EXERCISE: Write out the records again, exactly. Nothing may be dropped.

RECORDED INFORMATION:

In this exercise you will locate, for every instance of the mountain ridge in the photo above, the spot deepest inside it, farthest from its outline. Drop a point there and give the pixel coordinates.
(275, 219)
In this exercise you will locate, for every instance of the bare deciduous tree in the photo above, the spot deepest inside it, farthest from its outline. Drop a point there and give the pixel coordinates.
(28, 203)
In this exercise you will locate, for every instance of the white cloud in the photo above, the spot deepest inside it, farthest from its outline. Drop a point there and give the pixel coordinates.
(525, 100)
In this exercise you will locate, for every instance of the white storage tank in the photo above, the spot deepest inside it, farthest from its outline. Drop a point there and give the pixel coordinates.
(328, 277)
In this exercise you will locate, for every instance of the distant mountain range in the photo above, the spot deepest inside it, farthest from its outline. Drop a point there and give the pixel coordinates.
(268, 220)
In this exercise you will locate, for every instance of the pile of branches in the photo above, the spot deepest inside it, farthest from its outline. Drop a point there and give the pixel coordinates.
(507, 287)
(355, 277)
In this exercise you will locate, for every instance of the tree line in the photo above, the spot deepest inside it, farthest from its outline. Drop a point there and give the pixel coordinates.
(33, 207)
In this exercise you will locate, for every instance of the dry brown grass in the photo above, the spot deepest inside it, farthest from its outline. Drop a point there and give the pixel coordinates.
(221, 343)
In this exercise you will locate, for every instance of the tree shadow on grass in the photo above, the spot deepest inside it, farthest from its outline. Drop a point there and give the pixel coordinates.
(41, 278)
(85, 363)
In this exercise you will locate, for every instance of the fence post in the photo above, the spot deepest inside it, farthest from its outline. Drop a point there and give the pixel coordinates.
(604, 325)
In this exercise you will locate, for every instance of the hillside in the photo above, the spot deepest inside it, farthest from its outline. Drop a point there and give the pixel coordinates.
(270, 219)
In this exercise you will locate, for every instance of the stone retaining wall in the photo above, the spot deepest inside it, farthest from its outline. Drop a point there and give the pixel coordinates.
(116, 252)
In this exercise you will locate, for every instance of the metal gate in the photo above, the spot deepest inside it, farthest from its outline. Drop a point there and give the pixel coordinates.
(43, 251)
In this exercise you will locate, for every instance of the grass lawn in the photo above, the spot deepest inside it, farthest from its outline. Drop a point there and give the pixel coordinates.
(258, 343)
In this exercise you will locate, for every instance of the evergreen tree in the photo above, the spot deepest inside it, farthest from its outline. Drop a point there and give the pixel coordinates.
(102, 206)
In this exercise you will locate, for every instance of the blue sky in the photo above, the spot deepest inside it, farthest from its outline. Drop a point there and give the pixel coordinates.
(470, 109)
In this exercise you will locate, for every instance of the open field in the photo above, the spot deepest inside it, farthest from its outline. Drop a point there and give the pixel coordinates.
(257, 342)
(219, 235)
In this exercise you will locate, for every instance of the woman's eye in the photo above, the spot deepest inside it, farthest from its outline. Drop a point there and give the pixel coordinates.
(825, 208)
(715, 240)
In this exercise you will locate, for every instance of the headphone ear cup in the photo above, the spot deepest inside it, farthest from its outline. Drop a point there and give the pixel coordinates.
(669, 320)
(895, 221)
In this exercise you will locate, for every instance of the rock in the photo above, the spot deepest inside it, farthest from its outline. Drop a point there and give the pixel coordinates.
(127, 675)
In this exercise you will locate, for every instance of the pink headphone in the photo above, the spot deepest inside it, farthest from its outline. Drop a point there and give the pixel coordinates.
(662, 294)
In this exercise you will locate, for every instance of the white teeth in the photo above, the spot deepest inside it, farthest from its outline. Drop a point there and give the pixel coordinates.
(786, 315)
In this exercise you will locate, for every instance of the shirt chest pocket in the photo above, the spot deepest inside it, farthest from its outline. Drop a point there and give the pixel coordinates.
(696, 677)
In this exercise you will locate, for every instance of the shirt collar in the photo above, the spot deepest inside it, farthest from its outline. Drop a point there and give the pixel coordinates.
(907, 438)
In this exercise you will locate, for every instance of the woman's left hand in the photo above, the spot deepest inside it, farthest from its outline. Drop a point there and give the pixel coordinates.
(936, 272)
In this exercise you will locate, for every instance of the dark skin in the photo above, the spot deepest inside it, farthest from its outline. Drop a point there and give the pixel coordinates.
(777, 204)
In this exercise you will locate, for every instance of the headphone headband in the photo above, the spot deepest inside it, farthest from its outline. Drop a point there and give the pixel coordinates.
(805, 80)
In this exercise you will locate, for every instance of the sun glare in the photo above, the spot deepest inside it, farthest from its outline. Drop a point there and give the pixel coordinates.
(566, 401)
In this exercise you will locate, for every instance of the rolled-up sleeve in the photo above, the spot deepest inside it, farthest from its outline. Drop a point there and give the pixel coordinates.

SOLUTION TO THIS PROBLEM:
In this exercise you will locate, for every instance of the mountain ridge in the photo above, the spot deepest inside it, farthest from its outline. Drop a point there and give the pixel coordinates.
(275, 219)
In this exercise you will locate, for every instance of the bare deciduous tree in the photo above, the spot deepest inside it, farthest from its outline. Drop a point there and give the pixel coordinates.
(28, 203)
In this exercise you will locate, for every instance of the white cloud in the photo above, the spot deepest inside it, farthest from its outline. Drop a point there and give the pixel coordinates.
(525, 100)
In this exercise you will locate, for every instance of the white storage tank in the photo above, the spot deepest inside it, farthest from its outline. Drop a point there and give the pixel coordinates.
(328, 277)
In this exercise you will locate, for every instance of the distant mountain range in the photo above, the spot deepest inside it, farthest from its outline. Drop a point there and give the pixel coordinates.
(268, 220)
In this exercise you will locate, for every instance of the pile of branches in the photo above, the spot deepest inside it, farthest from its outline. Drop a point there and give the pixel coordinates.
(507, 287)
(355, 277)
In this exercise you will locate, for every instance of the tree line in the photo above, the spot deepest inside it, farthest from its outline. Drop a point there and give the pixel coordinates.
(33, 207)
In this exercise you will locate, for every instance of the dry brown grass in the photo above, the spot deepest inside it, farthest from its outline. Drop a point there and give the pixel coordinates.
(221, 343)
In this exercise you will locate, for every instance of the tree shadow on grass in the photo above, the spot deepest inside it, farthest from its outline. Drop a point there and give the pixel coordinates.
(41, 278)
(85, 363)
In this exercise you will locate, for every instance of the fence post in the photo above, the spot deepest inside it, farthest from its outline. Drop a point there and give the pixel coordinates.
(604, 325)
In this exercise you will locate, for every instance of the hillside in the photo above, the spot deepest inside it, farthest from its outline. Drop a point there and give the pixel coordinates.
(270, 219)
In this exercise you will locate, for every instance of the stone retaining wall in the photo above, the spot deepest inside it, farthest from its outline. Drop a point there and give the pixel coordinates.
(116, 252)
In this exercise you will locate, for every instance of the metal gate in the photo above, the spot deepest inside it, farthest from its outline. Drop a point there and give the pixel coordinates.
(43, 251)
In this exercise you will locate, for every instance of the grass lawn in the photo above, the spot deepest inside it, farthest from its outline. Drop a point there and give the pixel coordinates.
(258, 343)
In this exercise you will locate, for every instance of the evergreen tree in the photo above, the spot deepest inside it, farthest from its outline. Drop a point there and give the pixel coordinates.
(102, 206)
In this exercise you will locate, for every instance of the blue sky in the photo above, the spot deepest inside it, farthest from its outline. Drop a point there and give the pixel coordinates.
(470, 109)
In this exercise you will locate, for every instance of the open field in the photo above, the spot deepest inside it, farthest from its outline. Drop a point there and give the pixel coordinates.
(257, 342)
(219, 235)
In this exercise you will locate, for every instance of the woman's eye in the photo above, the spot deepest inside it, farthest from its outline. Drop a point there and give the pixel coordinates.
(825, 208)
(715, 240)
In this exercise you will locate, for every instance of the headphone ear cup in the photo above, the spot deepest inside it, farthest from its outline. Drop a point there and give the pixel coordinates.
(669, 320)
(895, 221)
In this exercise you will locate, for every instance of the rock in the photo above, the spot deepest inside it, farthest from its outline. Drop a point there and give the pixel coordinates.
(127, 675)
In this exercise you will locate, for every instance of the pink headphone in the photo above, the spot deepest inside it, farthest from its outline. Drop a point there and give the pixel coordinates.
(662, 294)
In this exercise you will locate, for every instance of the white teeth in the photo above, the spot deepest inside it, farthest from its outline. Drop a point there and give the pixel coordinates.
(786, 315)
In this exercise you will locate, for every instance of the shirt chest pocket in the photo above, the spot deepest inside it, farthest from its outline. Drop a point there and give the pixel coordinates.
(696, 677)
In this exercise you will locate, for every instance of the shirt collar in the photo above, the spot deepest inside it, farthest from its outline. Drop a point there and give the pixel coordinates.
(907, 438)
In this exercise you will locate, for every instance of the woman's left hand in the photo above, the spot deepest inside it, farthest from its outline. Drop a point there and give the pixel coordinates.
(936, 272)
In this exercise you will locate, for every instance of the dark skin in the photo above, the spot deepest inside it, farthest from its outline. Drop a point there and give the pixel coordinates.
(777, 204)
In this exercise you will locate, for every instance of the headphone headband in the photo above, the spot deepest inside it, farthest from its outline. Drop a point there and give the pixel coordinates.
(805, 80)
In this exercise you will locate, for every instance of the sun glare in the photo above, the spot deepest inside it, farthest from its outline. Drop a point there and give the pixel coordinates.
(566, 401)
In this exercise you will locate, for every instance of the rolled-up sleeve in the photo above, the spot deepest inside it, farthest from its outline. Drop a point there and give the pixel coordinates.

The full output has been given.